▶ _WORK TO COMPLETE_
All of the entries below need to be repeated exactly.

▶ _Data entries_

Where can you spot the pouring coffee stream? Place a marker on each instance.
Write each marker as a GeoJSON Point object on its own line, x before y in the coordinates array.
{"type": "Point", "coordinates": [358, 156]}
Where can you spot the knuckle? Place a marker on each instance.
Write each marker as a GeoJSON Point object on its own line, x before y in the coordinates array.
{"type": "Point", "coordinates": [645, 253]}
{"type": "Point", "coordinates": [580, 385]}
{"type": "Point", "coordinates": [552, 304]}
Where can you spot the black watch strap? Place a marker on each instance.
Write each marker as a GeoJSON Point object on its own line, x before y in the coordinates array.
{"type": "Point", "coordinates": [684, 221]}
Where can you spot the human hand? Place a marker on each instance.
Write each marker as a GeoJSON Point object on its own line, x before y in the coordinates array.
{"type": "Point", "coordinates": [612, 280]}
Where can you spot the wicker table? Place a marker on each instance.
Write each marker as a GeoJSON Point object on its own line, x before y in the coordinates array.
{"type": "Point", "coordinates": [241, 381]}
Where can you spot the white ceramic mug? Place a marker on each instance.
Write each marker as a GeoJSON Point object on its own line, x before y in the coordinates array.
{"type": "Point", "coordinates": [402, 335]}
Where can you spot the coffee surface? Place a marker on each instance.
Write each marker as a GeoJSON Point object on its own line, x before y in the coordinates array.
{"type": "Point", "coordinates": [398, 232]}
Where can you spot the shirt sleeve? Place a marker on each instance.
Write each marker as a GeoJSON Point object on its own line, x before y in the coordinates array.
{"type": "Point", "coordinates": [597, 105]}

▶ _SOLUTION TO THIS TASK_
Where can you spot the pouring coffee stream? Place a marker on each instance.
Write each marker as a GeoJSON Point object on its own line, x before y in the coordinates array.
{"type": "Point", "coordinates": [358, 156]}
Where can you spot the knuckle? Place a marker on each instance.
Write each marker as a GeoJSON Point object on its own line, x before y in the coordinates array.
{"type": "Point", "coordinates": [645, 253]}
{"type": "Point", "coordinates": [580, 385]}
{"type": "Point", "coordinates": [552, 304]}
Where can you spot the black watch strap? Place a marker on each instance.
Write each marker as a GeoJSON Point object on its own line, x before y in the coordinates array.
{"type": "Point", "coordinates": [684, 221]}
Where can you spot the human hand? Place a marker on each instance.
Write each marker as a GeoJSON Point object on its own line, x before y in the coordinates array.
{"type": "Point", "coordinates": [612, 280]}
Where can you spot the wicker table? Place a marker on each instance.
Write each marker as a GeoJSON Point object on its own line, x before y in the coordinates array.
{"type": "Point", "coordinates": [241, 381]}
Where can you spot the white ceramic mug? Place a marker on each instance.
Write each marker as a GeoJSON Point object on its own line, x before y in the coordinates array.
{"type": "Point", "coordinates": [402, 335]}
Where can you spot the coffee surface? Place a marker on each instance.
Write each marker as a GeoJSON Point object on its own line, x before y in the coordinates array.
{"type": "Point", "coordinates": [398, 232]}
Where can you spot the shirt sleeve? Place a marker on each instance.
Write each marker as a GeoJSON Point object on its own line, x before y in the coordinates array.
{"type": "Point", "coordinates": [597, 105]}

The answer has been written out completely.